(REQUIRED TASK) Convert the stretch of the records below, from the line containing "woman's face, the" through the line containing "x=541 y=271", into a Markdown table. Give it two columns, Row and Line, with a row number beside each line, and leave out any blank lines.

(DATA PROVIDED)
━━━

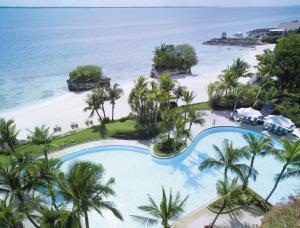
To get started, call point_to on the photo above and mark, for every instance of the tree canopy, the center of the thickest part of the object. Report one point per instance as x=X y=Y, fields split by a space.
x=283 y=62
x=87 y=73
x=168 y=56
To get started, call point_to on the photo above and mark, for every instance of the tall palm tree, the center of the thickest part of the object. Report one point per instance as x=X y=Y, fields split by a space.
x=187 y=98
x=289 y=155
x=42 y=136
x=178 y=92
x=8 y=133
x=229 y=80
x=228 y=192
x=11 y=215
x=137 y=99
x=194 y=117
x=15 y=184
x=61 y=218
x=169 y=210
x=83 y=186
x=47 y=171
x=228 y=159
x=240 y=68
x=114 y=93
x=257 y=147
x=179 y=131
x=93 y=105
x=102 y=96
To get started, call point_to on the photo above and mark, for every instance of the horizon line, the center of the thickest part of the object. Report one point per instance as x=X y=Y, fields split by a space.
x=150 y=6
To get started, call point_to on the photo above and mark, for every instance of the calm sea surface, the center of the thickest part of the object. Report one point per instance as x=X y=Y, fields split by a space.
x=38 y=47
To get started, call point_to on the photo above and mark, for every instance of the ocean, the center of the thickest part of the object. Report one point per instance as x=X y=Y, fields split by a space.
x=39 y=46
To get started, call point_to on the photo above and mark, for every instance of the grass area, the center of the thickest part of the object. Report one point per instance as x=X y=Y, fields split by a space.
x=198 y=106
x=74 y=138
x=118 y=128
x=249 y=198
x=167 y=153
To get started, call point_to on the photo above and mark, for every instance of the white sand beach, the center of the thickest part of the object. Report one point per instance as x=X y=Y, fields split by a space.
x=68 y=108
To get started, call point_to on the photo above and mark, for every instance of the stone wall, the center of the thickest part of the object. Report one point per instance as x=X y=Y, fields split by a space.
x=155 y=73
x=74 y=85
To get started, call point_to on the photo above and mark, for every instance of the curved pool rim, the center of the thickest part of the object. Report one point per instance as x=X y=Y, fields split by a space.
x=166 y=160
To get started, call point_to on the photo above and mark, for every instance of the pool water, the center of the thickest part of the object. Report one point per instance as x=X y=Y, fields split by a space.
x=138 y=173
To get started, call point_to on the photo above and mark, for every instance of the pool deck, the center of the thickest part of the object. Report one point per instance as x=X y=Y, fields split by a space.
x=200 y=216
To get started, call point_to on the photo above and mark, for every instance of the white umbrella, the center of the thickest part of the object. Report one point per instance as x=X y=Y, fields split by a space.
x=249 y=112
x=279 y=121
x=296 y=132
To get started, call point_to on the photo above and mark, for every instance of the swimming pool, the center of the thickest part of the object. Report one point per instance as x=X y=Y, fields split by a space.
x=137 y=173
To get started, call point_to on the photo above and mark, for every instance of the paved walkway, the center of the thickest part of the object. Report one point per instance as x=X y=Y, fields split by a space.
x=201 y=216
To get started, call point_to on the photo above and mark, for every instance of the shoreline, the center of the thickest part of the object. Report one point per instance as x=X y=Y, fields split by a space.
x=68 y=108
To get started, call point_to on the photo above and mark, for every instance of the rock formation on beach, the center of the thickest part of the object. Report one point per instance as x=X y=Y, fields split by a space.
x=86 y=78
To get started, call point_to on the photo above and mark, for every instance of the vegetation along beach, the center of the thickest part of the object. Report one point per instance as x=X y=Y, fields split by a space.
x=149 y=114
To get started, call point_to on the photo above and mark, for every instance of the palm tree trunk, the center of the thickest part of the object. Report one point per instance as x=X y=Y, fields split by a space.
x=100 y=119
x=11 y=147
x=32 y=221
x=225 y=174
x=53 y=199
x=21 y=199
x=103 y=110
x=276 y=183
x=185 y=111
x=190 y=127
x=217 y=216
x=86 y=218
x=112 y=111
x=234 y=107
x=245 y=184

━━━

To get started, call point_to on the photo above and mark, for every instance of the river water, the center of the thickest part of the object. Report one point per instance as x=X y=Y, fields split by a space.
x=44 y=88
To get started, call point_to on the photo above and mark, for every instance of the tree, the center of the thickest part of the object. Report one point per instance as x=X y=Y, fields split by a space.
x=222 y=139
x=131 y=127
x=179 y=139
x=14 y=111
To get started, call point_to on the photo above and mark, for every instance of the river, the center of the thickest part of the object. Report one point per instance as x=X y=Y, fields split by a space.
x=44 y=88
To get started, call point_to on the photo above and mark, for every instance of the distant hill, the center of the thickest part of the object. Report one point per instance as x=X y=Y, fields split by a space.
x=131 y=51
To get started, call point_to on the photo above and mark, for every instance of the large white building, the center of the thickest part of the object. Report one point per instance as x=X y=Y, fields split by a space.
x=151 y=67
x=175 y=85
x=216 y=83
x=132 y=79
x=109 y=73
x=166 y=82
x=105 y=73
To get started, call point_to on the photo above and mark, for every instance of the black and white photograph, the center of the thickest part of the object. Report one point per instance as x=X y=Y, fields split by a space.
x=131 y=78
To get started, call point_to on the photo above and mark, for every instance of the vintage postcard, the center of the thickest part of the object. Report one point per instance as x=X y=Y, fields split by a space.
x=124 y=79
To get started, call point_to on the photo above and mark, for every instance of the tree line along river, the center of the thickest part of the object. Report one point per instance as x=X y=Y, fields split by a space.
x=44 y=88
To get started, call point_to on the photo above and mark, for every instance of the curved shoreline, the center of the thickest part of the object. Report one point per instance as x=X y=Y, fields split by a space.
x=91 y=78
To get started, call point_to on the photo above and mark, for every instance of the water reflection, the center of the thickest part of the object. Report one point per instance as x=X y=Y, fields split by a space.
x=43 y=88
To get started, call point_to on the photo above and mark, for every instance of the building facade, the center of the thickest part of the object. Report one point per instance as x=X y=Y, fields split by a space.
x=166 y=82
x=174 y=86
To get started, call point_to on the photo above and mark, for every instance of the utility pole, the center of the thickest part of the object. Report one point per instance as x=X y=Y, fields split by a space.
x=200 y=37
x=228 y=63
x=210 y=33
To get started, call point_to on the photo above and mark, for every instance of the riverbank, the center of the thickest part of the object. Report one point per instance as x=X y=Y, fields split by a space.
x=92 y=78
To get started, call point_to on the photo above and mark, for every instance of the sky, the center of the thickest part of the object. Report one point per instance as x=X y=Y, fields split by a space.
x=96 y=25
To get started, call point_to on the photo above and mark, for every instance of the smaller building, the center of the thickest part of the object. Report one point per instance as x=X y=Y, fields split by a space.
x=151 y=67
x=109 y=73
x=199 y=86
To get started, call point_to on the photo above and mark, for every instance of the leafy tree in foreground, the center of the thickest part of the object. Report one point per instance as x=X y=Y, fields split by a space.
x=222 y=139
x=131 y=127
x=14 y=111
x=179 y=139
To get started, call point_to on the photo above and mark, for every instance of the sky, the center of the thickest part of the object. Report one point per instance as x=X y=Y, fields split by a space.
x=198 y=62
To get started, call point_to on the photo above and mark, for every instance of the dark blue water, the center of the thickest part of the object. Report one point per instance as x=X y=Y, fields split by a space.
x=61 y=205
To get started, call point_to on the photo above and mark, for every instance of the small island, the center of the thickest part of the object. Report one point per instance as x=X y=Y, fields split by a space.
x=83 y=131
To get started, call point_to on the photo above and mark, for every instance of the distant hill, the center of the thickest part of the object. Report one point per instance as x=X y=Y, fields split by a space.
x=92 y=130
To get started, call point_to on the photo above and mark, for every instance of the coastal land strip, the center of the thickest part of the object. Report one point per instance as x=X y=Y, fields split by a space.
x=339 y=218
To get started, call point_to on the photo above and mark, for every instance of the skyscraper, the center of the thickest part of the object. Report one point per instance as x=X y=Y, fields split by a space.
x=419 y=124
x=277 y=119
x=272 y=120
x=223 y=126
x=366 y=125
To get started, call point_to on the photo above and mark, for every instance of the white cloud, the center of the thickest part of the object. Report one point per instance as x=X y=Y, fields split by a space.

━━━

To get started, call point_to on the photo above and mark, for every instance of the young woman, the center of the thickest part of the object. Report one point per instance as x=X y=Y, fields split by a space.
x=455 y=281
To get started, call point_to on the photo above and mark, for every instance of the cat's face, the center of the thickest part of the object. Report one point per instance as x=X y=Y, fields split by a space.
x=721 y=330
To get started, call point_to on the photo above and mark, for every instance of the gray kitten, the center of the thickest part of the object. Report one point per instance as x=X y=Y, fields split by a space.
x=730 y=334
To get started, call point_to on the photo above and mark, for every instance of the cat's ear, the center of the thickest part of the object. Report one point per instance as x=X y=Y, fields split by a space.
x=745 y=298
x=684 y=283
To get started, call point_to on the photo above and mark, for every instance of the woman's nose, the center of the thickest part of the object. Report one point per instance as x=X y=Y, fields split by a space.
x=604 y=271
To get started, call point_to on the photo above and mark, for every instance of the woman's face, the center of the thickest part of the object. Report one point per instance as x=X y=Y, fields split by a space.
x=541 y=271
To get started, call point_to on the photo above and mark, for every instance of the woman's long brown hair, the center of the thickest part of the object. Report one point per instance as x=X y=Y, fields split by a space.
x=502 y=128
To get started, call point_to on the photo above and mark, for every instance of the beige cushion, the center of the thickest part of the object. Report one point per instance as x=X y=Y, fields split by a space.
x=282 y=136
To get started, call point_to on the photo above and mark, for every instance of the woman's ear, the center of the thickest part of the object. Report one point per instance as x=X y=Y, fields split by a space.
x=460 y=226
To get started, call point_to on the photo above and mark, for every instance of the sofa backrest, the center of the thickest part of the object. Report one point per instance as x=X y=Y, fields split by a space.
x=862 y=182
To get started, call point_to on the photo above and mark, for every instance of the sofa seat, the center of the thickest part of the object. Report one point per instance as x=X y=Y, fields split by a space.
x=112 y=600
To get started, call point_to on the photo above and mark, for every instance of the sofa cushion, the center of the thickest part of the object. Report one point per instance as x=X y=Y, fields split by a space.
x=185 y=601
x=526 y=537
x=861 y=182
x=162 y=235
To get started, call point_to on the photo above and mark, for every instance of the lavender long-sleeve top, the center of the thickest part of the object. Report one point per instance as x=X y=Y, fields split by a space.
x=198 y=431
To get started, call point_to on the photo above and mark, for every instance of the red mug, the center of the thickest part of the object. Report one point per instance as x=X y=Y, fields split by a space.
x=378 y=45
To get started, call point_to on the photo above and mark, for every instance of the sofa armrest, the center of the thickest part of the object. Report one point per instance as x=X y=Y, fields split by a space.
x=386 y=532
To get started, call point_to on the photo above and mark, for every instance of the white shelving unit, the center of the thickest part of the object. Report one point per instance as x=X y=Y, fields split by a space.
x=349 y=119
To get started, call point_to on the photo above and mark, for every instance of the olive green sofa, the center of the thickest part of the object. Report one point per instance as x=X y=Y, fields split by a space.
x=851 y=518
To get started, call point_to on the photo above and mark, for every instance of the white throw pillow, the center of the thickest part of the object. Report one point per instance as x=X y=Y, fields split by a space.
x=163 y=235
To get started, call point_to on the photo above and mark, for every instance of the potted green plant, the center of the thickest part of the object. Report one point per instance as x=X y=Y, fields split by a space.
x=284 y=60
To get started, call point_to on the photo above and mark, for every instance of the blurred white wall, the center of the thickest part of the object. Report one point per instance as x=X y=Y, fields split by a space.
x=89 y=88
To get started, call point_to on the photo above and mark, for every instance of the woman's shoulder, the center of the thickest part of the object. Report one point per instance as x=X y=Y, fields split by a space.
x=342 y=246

━━━

(RESPONSE)
| Row | Line |
|---|---|
| 1 | To get started, call point_to on the photo above and mark, for every instance of the woman's face, the center of the thickest part of the object. Report one point per instance as x=X y=Y, fields split by a space. |
| 2 | x=541 y=271 |